GIVEN ENTRIES:

+ + + + + + +

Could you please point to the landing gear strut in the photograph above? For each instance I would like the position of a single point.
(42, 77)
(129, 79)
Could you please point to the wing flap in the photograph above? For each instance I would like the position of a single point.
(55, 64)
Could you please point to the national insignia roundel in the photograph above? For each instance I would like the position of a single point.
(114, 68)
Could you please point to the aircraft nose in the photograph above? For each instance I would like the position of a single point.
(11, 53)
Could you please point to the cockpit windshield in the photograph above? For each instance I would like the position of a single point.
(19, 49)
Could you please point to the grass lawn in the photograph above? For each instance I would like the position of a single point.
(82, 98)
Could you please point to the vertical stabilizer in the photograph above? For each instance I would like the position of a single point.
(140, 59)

+ + + + + + +

THE REQUEST:
Render every line of the data above as a numbered list, omitting any blank lines.

EXERCISE OUTPUT:
1. Could you please point to the landing gear strut in the photograph above? For each instance I would like the position of a single point.
2. (42, 77)
3. (129, 79)
4. Could you please point to the wing flap in the photograph above? For each instance I would like the position of a single point.
5. (55, 64)
6. Could you please point to the national insignia roundel in the photograph above? For each instance I would like the position of a single point.
7. (114, 68)
8. Could you please point to the aircraft nose in the photograph above? For each instance I would like the position of a single point.
9. (11, 53)
10. Could you please point to the cockpit windshield in the photograph above? For each instance I would like the position of a single point.
11. (19, 49)
12. Could you please point to the grass lawn in the photograph above? For each instance I would like the position of a single point.
13. (82, 98)
14. Could you please point to the vertical stabilizer in the photograph above? For each instance I would like the position of a single point.
15. (140, 59)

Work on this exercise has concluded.